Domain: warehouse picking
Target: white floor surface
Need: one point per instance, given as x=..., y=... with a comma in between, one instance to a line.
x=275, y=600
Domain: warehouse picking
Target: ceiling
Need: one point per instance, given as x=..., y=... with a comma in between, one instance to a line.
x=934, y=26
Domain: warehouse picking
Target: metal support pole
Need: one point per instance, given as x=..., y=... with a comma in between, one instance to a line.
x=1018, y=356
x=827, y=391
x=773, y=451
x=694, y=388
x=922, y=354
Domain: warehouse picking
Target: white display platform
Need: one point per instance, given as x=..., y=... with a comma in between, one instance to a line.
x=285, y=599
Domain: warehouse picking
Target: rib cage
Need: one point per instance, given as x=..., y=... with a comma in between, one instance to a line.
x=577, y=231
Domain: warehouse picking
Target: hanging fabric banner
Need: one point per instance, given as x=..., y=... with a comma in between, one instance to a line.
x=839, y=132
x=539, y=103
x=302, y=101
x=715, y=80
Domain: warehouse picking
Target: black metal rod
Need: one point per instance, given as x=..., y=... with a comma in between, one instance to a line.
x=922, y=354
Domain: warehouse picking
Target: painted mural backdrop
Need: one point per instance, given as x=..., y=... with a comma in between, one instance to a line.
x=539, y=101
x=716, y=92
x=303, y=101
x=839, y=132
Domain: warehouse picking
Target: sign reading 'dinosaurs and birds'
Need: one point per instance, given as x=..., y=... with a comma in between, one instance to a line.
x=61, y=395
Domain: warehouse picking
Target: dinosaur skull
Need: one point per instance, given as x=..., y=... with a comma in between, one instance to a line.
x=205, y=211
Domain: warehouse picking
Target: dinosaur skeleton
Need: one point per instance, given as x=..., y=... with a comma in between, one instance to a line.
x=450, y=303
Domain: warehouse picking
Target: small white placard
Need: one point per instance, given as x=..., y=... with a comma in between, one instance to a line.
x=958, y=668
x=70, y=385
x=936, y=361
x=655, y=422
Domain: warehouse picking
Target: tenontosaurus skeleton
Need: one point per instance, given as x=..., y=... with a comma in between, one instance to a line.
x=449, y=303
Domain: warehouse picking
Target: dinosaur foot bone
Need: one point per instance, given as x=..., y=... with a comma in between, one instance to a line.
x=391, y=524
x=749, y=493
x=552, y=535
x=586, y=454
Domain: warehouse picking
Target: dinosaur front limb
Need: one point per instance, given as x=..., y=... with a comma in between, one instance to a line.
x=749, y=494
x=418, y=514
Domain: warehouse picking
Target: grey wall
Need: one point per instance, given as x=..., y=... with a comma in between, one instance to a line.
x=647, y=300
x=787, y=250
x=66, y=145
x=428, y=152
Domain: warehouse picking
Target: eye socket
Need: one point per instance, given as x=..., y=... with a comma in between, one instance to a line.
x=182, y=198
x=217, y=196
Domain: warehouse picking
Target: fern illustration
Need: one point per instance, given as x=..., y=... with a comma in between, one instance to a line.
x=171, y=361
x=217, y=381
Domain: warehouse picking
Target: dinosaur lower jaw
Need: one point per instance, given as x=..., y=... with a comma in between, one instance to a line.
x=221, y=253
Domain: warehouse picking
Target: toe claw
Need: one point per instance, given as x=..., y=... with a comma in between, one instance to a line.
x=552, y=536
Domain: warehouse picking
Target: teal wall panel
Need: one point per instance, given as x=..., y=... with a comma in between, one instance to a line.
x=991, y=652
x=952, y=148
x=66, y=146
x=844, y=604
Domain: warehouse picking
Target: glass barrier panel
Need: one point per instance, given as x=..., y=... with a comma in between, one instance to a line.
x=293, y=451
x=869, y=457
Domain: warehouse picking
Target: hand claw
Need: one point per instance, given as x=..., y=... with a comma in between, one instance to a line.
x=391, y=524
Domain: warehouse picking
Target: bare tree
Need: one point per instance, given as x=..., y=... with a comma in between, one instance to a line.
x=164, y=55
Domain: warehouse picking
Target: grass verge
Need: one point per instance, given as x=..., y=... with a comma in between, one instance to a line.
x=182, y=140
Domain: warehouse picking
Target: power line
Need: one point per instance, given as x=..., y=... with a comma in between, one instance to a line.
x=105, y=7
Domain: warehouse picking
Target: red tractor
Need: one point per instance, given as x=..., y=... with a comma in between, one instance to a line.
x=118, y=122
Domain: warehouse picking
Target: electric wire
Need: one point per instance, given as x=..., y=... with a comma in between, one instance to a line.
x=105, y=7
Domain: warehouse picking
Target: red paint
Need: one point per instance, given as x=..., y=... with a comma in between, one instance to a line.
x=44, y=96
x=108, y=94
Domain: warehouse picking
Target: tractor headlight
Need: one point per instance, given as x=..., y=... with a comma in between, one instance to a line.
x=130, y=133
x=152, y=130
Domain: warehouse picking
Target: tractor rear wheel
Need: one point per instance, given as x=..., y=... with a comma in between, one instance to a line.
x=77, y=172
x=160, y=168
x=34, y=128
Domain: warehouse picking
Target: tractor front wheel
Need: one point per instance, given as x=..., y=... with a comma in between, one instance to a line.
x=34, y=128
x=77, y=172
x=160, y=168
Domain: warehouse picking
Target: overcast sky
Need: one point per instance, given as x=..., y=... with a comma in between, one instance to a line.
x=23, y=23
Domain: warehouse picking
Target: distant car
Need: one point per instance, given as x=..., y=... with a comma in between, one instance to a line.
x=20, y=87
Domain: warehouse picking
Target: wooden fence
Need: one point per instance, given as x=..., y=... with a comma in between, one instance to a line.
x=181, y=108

**Stated exercise:**
Write out the records above again, keeping each one identical to the original.

**Written answer:**
Domain: warehouse picking
Target: white floor surface
Need: one point per instance, given as x=..., y=... with a comma in between, one instance to a line.
x=275, y=600
Domain: warehouse picking
Target: ceiling
Need: one point per instance, given as x=..., y=... with a comma in between, one instance to a line.
x=934, y=26
Domain: warehouse picking
Target: metal support pole
Need: one point per instance, given as x=..., y=... with a comma in between, one instance to a line.
x=1018, y=356
x=827, y=391
x=773, y=451
x=694, y=388
x=922, y=354
Domain: warehouse picking
Target: white display platform
Need: one point per instance, given as x=..., y=... with a comma in between, one instance to a line.
x=285, y=599
Domain: warehouse picking
Target: rib cage
Need: one point per instance, given as x=..., y=... with a comma in between, one instance to a line.
x=577, y=231
Domain: warehouse picking
Target: hanging fabric banner
Need: one point per instance, given as x=..., y=... with a comma in between, one instance to a line.
x=839, y=132
x=539, y=103
x=302, y=101
x=715, y=80
Domain: warehouse picking
Target: black metal rod
Need: one point per instance, given as x=..., y=... with a comma in between, one instance to a line.
x=922, y=354
Domain: warehouse picking
Target: painted mural backdrop
Need: one point per instance, given as x=..., y=... with a comma in between, one instance to a line.
x=539, y=101
x=716, y=92
x=303, y=101
x=839, y=132
Domain: warehouse picking
Target: sign reading 'dinosaurs and birds'
Need: one point per instance, given as x=..., y=... with a comma in between, one instance to a line.
x=61, y=395
Domain: warehouse picking
Target: dinosaur skull
Need: one point per instance, given as x=..., y=... with a comma in between, one instance to a line.
x=205, y=211
Domain: warehouse picking
Target: dinosaur skeleton
Need: one point per instance, given as x=..., y=... with a comma in between, one instance to a line.
x=450, y=303
Domain: warehouse picking
Target: small white placard
Need: one point per instance, given as x=..., y=... with a comma in between, one instance to a line.
x=958, y=668
x=70, y=385
x=936, y=361
x=655, y=422
Domain: warehouse picking
Target: tenontosaurus skeleton
Need: one point per instance, given as x=..., y=... with a comma in between, one instance to a line.
x=449, y=303
Domain: warehouse picking
Target: dinosaur foot bone
Need: one point per instance, given as x=..., y=... with a comma in between, one instance to a line.
x=391, y=524
x=749, y=493
x=552, y=535
x=586, y=454
Domain: warehouse picking
Target: dinosaur front limb
Need: one point per instance, given as x=..., y=... with a comma in between, one instance to a line.
x=749, y=494
x=418, y=514
Domain: warehouse picking
Target: grey wall
Need: one point per instance, given as x=..., y=... with a comma in between, one instance to a line.
x=647, y=300
x=787, y=250
x=66, y=145
x=428, y=152
Domain: warehouse picking
Target: eye socket
Need: one point per instance, given as x=..., y=... with a comma in between, one instance to a line.
x=182, y=198
x=217, y=196
Domain: warehouse picking
Target: fern illustration
Need: one point per instance, given as x=..., y=... with a comma in between, one instance to a line.
x=171, y=361
x=217, y=381
Domain: warehouse picking
Target: dinosaur lower jaw
Need: one point per instance, given as x=..., y=... with a comma in between, one instance to a line.
x=221, y=253
Domain: warehouse picking
Target: toe claw
Need: one point per instance, given as x=..., y=... with a comma in between, one instance to a line.
x=552, y=536
Domain: warehouse picking
Target: teal wall panel
Need: one point per instance, given as x=..., y=... with a comma in between, one instance to a line.
x=991, y=652
x=952, y=148
x=66, y=146
x=844, y=604
Domain: warehouse picking
Target: glass barrier panel
Need: one point per instance, given as x=..., y=... with a comma in between, one instance to a line.
x=293, y=451
x=869, y=457
Domain: warehouse picking
Target: hand claw
Need: one point per instance, given as x=..., y=... with a comma in between, one instance to a line.
x=391, y=524
Domain: warehouse picking
Target: bare tree
Need: one point per instance, given as x=..., y=... with a comma in between, one instance to a line.
x=164, y=55
Domain: warehouse picking
Target: grass verge
Need: one point per instance, given as x=..., y=... with a comma in between, one instance to a line.
x=182, y=140
Domain: warehouse picking
Target: power line
Need: one point per instance, given as x=..., y=... with a comma in between, one instance to a line.
x=105, y=7
Domain: warehouse picking
Target: red tractor
Need: one point per instance, given as x=..., y=... with a comma in between, one instance to a line.
x=118, y=122
Domain: warehouse picking
Target: electric wire
Need: one point per instance, given as x=..., y=... with a comma in between, one instance to a line.
x=105, y=7
Domain: warehouse picking
Target: red paint
Need: one point per instance, given as x=..., y=... with a comma in between, one instance to a line.
x=44, y=96
x=108, y=94
Domain: warehouse picking
Target: tractor headlight
Need: one point per instance, given as x=..., y=... with a comma in between, one instance to a line.
x=130, y=133
x=152, y=130
Domain: warehouse picking
Target: tractor rear wheel
Need: one point per instance, given as x=..., y=... with a comma in between, one instance to a line.
x=77, y=172
x=160, y=168
x=34, y=128
Domain: warehouse picking
Target: tractor front wheel
Need: one point per instance, given as x=..., y=... with a comma in between, one instance to a line.
x=34, y=128
x=77, y=172
x=160, y=168
Domain: warehouse picking
Target: overcast sky
Need: one point per instance, given as x=..., y=... with a comma in between, one instance to a line.
x=23, y=23
Domain: warehouse picking
Target: distant car
Need: one point per instance, given as x=..., y=... with a comma in between, one instance to a line.
x=20, y=87
Domain: warehouse picking
Target: wooden fence
Need: one point per instance, given as x=..., y=... with a comma in between, one instance to a line.
x=181, y=108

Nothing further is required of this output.